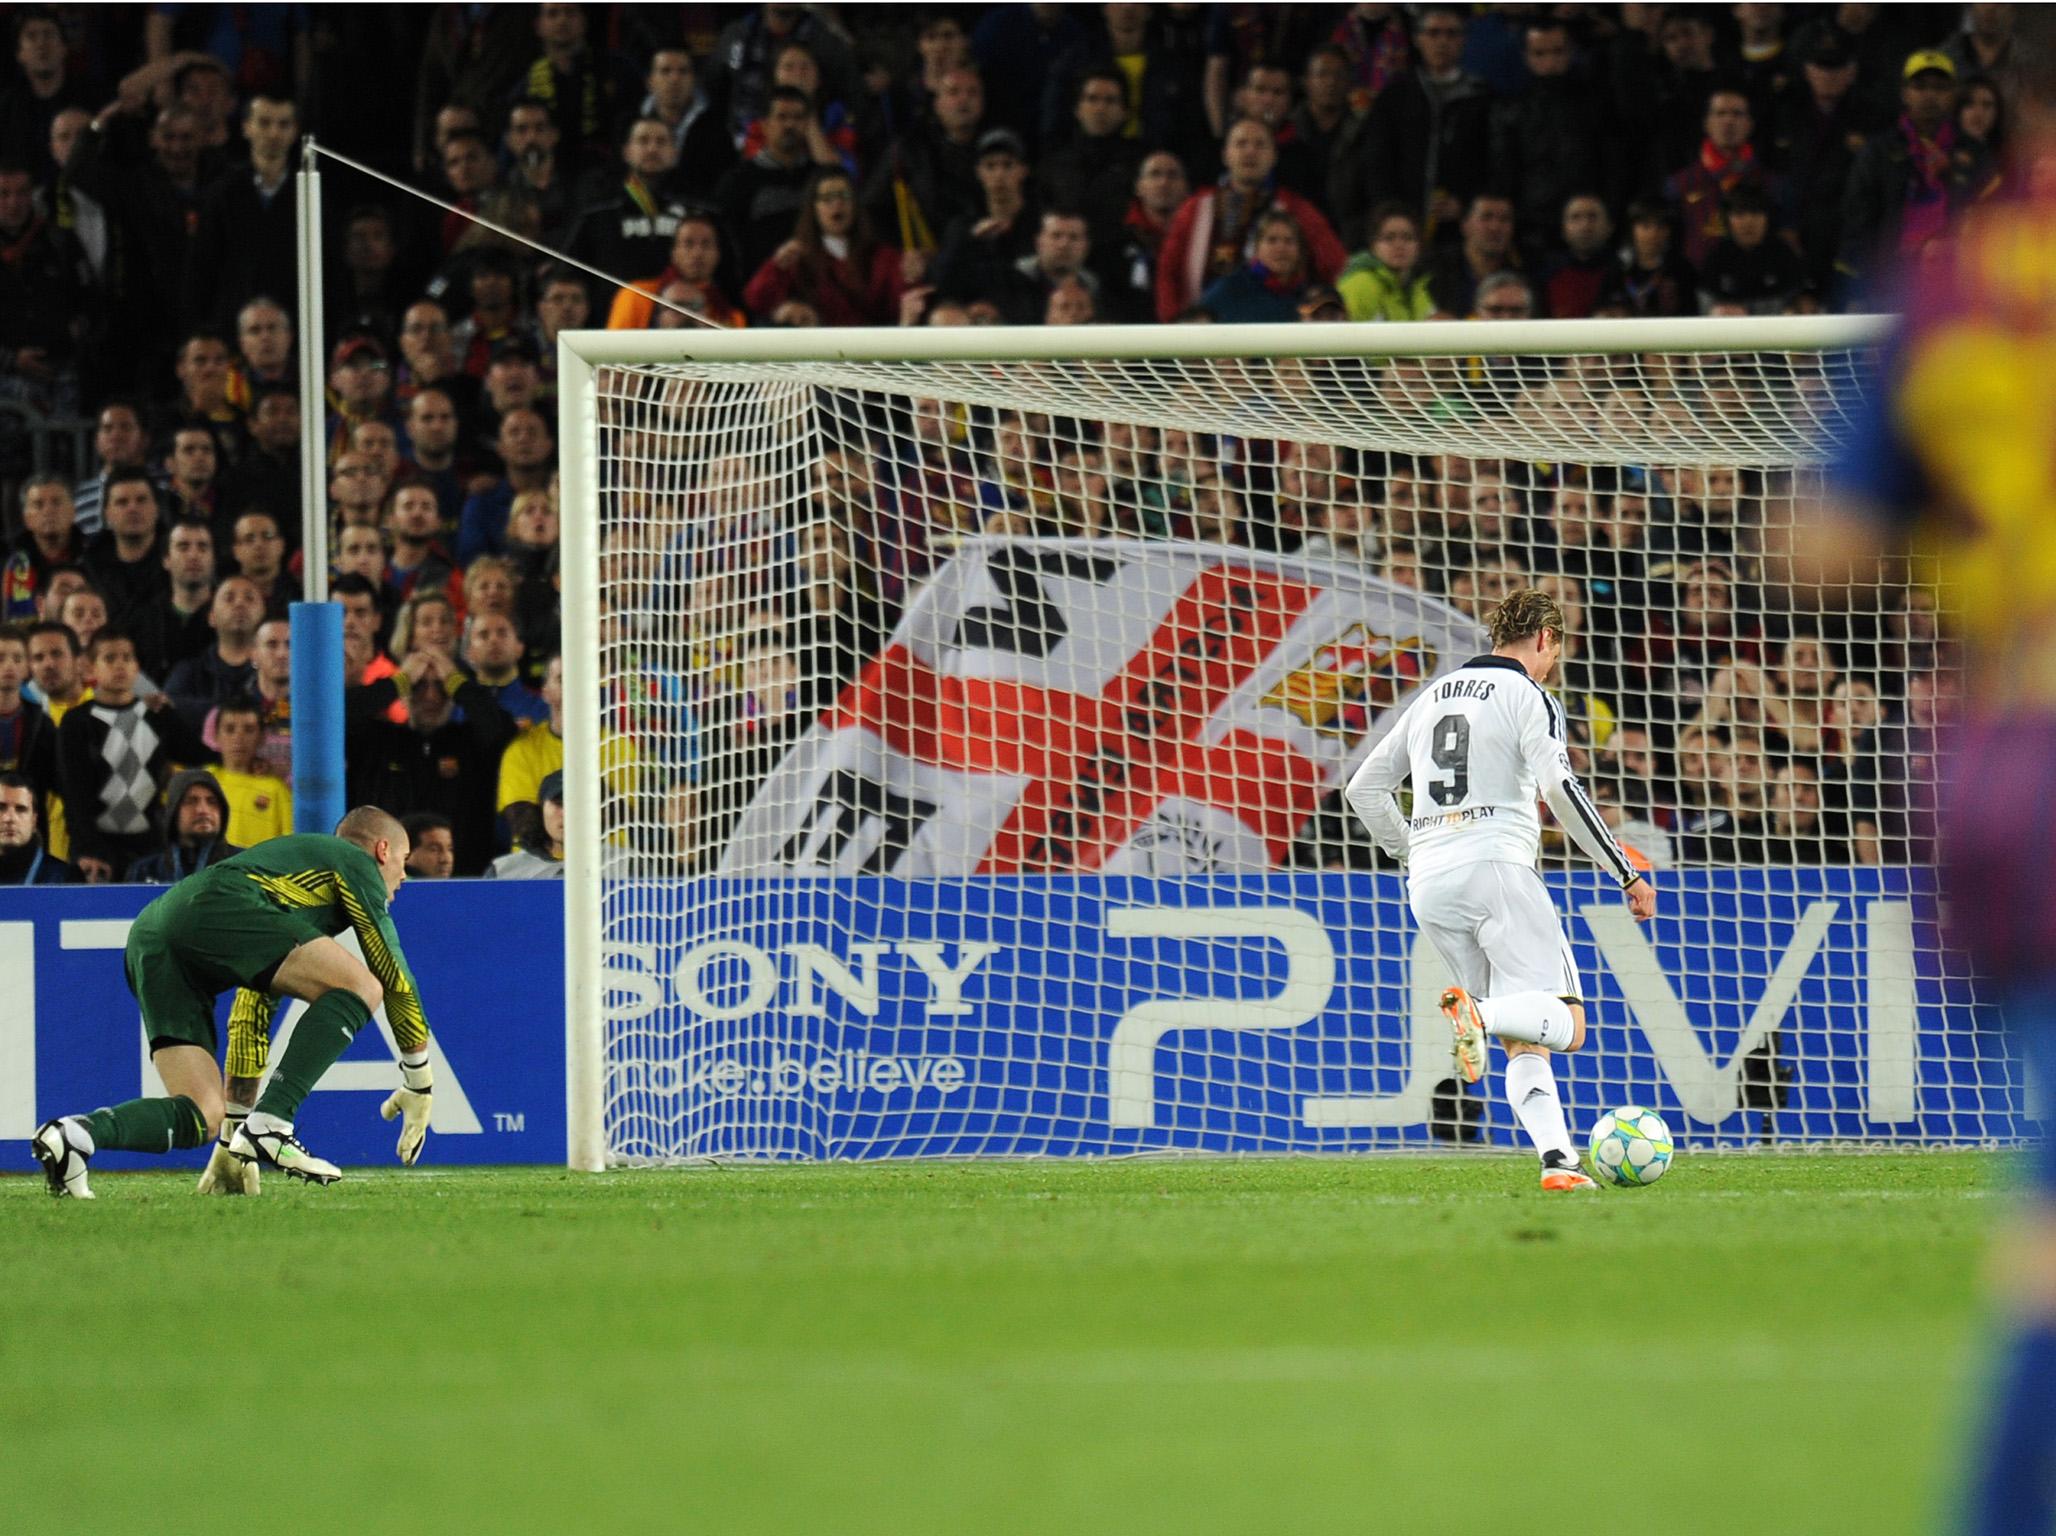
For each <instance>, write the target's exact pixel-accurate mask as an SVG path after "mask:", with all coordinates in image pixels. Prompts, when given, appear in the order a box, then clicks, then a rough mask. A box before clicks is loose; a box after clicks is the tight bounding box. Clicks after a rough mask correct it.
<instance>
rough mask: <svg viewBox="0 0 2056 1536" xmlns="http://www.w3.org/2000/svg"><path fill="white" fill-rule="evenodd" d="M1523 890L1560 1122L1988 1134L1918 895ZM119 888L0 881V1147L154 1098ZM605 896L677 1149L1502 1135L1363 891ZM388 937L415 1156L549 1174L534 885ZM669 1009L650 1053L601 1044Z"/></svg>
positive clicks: (2008, 1135) (756, 884) (609, 965)
mask: <svg viewBox="0 0 2056 1536" xmlns="http://www.w3.org/2000/svg"><path fill="white" fill-rule="evenodd" d="M1548 882H1550V888H1552V897H1554V899H1556V901H1558V905H1561V907H1563V909H1565V911H1569V913H1573V917H1571V921H1569V925H1567V927H1569V934H1571V938H1573V946H1575V950H1577V962H1579V971H1581V975H1583V979H1585V987H1587V1001H1589V1005H1591V1016H1593V1032H1591V1040H1589V1043H1587V1047H1585V1051H1581V1053H1577V1055H1575V1057H1571V1059H1569V1061H1565V1063H1563V1065H1561V1069H1558V1077H1561V1082H1563V1092H1565V1100H1567V1104H1569V1108H1571V1114H1573V1123H1575V1125H1579V1127H1581V1125H1587V1123H1589V1121H1591V1119H1593V1117H1595V1114H1600V1112H1602V1110H1606V1108H1612V1106H1614V1104H1622V1102H1643V1104H1649V1106H1653V1108H1657V1110H1661V1112H1663V1114H1665V1117H1669V1121H1672V1127H1674V1131H1678V1135H1680V1139H1682V1141H1684V1143H1688V1145H1713V1143H1731V1145H1733V1143H1750V1141H1758V1139H1764V1137H1766V1131H1768V1133H1770V1135H1774V1139H1778V1141H1783V1143H1824V1141H1875V1143H1902V1145H1904V1143H1953V1145H1974V1143H1992V1141H2013V1139H2019V1137H2021V1135H2025V1131H2027V1125H2025V1123H2023V1121H2021V1112H2019V1086H2017V1082H2015V1073H2013V1069H2011V1067H2009V1057H2007V1053H2005V1047H2003V1040H2000V1038H1998V1036H1996V1032H1994V1028H1992V1022H1990V1020H1988V1018H1984V1016H1982V1014H1980V1010H1978V1008H1976V1005H1974V999H1972V989H1970V983H1968V981H1966V979H1963V977H1959V975H1949V973H1947V971H1943V968H1939V962H1937V960H1935V956H1937V954H1939V948H1937V944H1935V936H1933V931H1931V917H1929V911H1926V909H1929V907H1931V899H1929V892H1926V890H1924V876H1920V874H1918V872H1908V870H1852V868H1826V870H1787V868H1776V870H1756V868H1731V870H1682V872H1669V874H1667V876H1663V878H1661V884H1659V888H1661V901H1663V915H1661V917H1659V919H1657V923H1655V925H1653V929H1637V925H1635V923H1632V921H1630V919H1628V917H1626V911H1624V907H1622V903H1620V899H1618V894H1614V892H1612V890H1610V888H1606V884H1604V882H1602V880H1600V878H1598V876H1591V874H1550V876H1548ZM750 892H755V894H757V897H759V899H757V901H750ZM152 894H154V892H152V890H150V888H144V886H103V888H39V890H21V888H16V890H0V977H6V979H8V981H6V987H4V989H0V1137H4V1139H8V1141H14V1139H21V1137H27V1133H29V1131H31V1129H33V1125H35V1123H37V1119H39V1117H43V1114H49V1112H56V1110H60V1108H82V1106H93V1104H105V1102H113V1100H119V1098H127V1096H132V1094H136V1092H138V1088H140V1086H142V1084H144V1082H150V1084H152V1088H154V1080H152V1077H150V1075H148V1063H146V1051H144V1045H142V1034H140V1028H138V1024H136V1005H134V999H132V997H130V995H127V989H125V985H123V981H121V964H119V954H117V952H119V946H121V942H123V938H125V934H127V923H130V921H132V919H134V915H136V913H138V911H140V909H142V907H144V903H146V901H148V899H150V897H152ZM639 901H641V903H644V909H646V913H650V917H652V921H650V923H648V925H646V927H644V938H646V940H648V942H637V944H617V946H615V948H613V952H611V954H609V971H607V979H609V1038H611V1040H615V1043H617V1047H619V1049H617V1053H611V1055H613V1061H611V1069H609V1098H611V1100H619V1108H623V1110H629V1121H631V1123H637V1121H639V1123H650V1125H662V1127H666V1133H664V1135H666V1141H664V1143H666V1147H668V1145H672V1143H674V1141H672V1139H674V1137H676V1135H678V1133H681V1131H683V1143H685V1145H687V1147H689V1156H722V1158H851V1156H866V1158H888V1156H970V1154H979V1156H995V1154H999V1156H1005V1154H1044V1156H1075V1154H1084V1151H1092V1154H1106V1151H1158V1149H1188V1151H1215V1154H1236V1151H1293V1149H1297V1151H1351V1149H1367V1147H1392V1145H1400V1147H1404V1145H1412V1147H1421V1149H1429V1147H1435V1145H1443V1143H1445V1141H1447V1139H1452V1137H1458V1135H1476V1137H1478V1139H1482V1141H1489V1143H1503V1145H1513V1125H1511V1117H1509V1112H1507V1108H1505V1104H1503V1102H1501V1100H1499V1096H1497V1092H1489V1090H1491V1088H1493V1084H1491V1082H1489V1084H1486V1086H1484V1088H1480V1090H1470V1092H1468V1094H1462V1096H1458V1094H1454V1092H1452V1086H1449V1084H1447V1075H1449V1065H1447V1026H1445V1022H1443V1020H1441V1016H1439V1012H1435V991H1437V989H1439V987H1441V985H1443V979H1441V973H1439V964H1437V960H1435V956H1433V950H1429V948H1427V944H1425V942H1417V936H1415V929H1412V923H1410V919H1408V915H1406V909H1404V886H1402V882H1400V880H1398V878H1396V876H1382V874H1380V876H1373V874H1277V876H1248V878H1223V880H1203V882H1162V880H1141V878H1098V876H1049V878H1018V880H933V882H896V880H833V882H831V880H822V882H790V880H787V882H738V880H681V882H650V884H646V888H644V892H641V897H639ZM707 913H720V919H718V923H711V925H709V923H707V921H705V915H707ZM746 913H755V917H746ZM853 917H859V919H861V921H859V925H857V927H851V919H853ZM397 919H399V927H401V936H403V940H405V942H407V946H409V960H411V962H413V966H415V975H417V979H419V983H421V989H424V999H426V1003H428V1014H430V1022H432V1026H434V1030H436V1045H438V1051H440V1059H438V1063H436V1073H438V1077H436V1121H434V1131H436V1137H434V1139H432V1141H430V1158H432V1162H440V1164H512V1162H533V1164H557V1162H563V1156H565V1067H563V1063H565V1028H563V1016H561V1003H559V999H561V995H563V987H561V981H563V958H561V956H563V944H561V927H563V909H561V886H555V884H530V882H518V884H489V882H487V884H465V882H426V884H417V886H411V888H409V890H407V892H405V897H403V899H401V905H399V909H397ZM1051 925H1061V927H1063V929H1065V931H1067V934H1069V944H1067V946H1051V944H1047V942H1044V938H1042V936H1044V934H1047V931H1049V927H1051ZM514 936H518V942H514ZM1686 952H1692V954H1694V956H1698V960H1696V964H1692V966H1686V964H1684V962H1682V956H1684V954H1686ZM1706 954H1713V956H1715V958H1717V964H1713V966H1706V962H1704V956H1706ZM1688 975H1690V977H1694V979H1696V981H1694V983H1692V987H1688V993H1690V995H1684V997H1680V995H1678V989H1676V987H1674V977H1688ZM224 1005H226V999H224ZM681 1014H683V1016H687V1018H691V1020H693V1028H691V1030H689V1032H687V1036H685V1038H678V1036H676V1034H672V1032H668V1030H666V1032H662V1034H658V1036H644V1034H639V1032H637V1026H639V1024H641V1022H654V1020H662V1018H672V1016H681ZM290 1018H292V1016H290V1014H288V1016H286V1020H284V1022H282V1028H284V1026H286V1024H290ZM273 1057H276V1049H273ZM395 1082H397V1071H395V1067H393V1061H391V1040H389V1038H384V1036H382V1034H378V1032H376V1030H366V1032H364V1036H362V1038H360V1040H358V1043H356V1045H354V1047H352V1051H350V1053H347V1055H345V1057H343V1061H341V1063H337V1067H335V1069H333V1071H331V1075H329V1077H327V1080H325V1082H323V1086H321V1090H317V1094H315V1096H313V1098H310V1100H308V1104H306V1108H304V1112H302V1127H304V1129H306V1135H308V1141H310V1143H313V1145H317V1147H321V1151H323V1154H325V1156H331V1158H335V1160H339V1162H343V1164H352V1166H389V1164H391V1154H393V1145H391V1143H393V1131H391V1127H387V1125H382V1123H380V1121H378V1117H376V1102H378V1098H376V1096H378V1094H384V1092H389V1090H391V1086H393V1084H395ZM1437 1121H1439V1125H1437ZM625 1151H627V1156H629V1158H633V1156H635V1147H627V1149H625ZM199 1160H201V1156H199V1154H191V1156H183V1158H181V1162H187V1164H193V1166H197V1164H199ZM105 1166H109V1168H113V1166H164V1162H162V1160H154V1158H127V1160H121V1158H113V1156H109V1160H107V1164H105Z"/></svg>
#####
## DIRECTIONS FOR THIS TASK
Extract all lines from the data in which "rough" is found.

## YOUR RESPONSE
For each <instance>, write the target's exact pixel-accurate mask as an SVG path after "mask:", with all coordinates in image pixels. Prompts, when given, appear in the order a box, then clicks, then a rough mask. A box before clicks is loose; a box after clicks is the tight bounding box. Clicks after a rough mask correct it.
rough mask: <svg viewBox="0 0 2056 1536" xmlns="http://www.w3.org/2000/svg"><path fill="white" fill-rule="evenodd" d="M1523 890L1560 1122L1988 1134L1918 895ZM119 888L0 881V1147L154 1098ZM605 896L677 1149L1502 1135L1363 891ZM388 937L415 1156L549 1174L534 885ZM669 1009L650 1053L601 1044Z"/></svg>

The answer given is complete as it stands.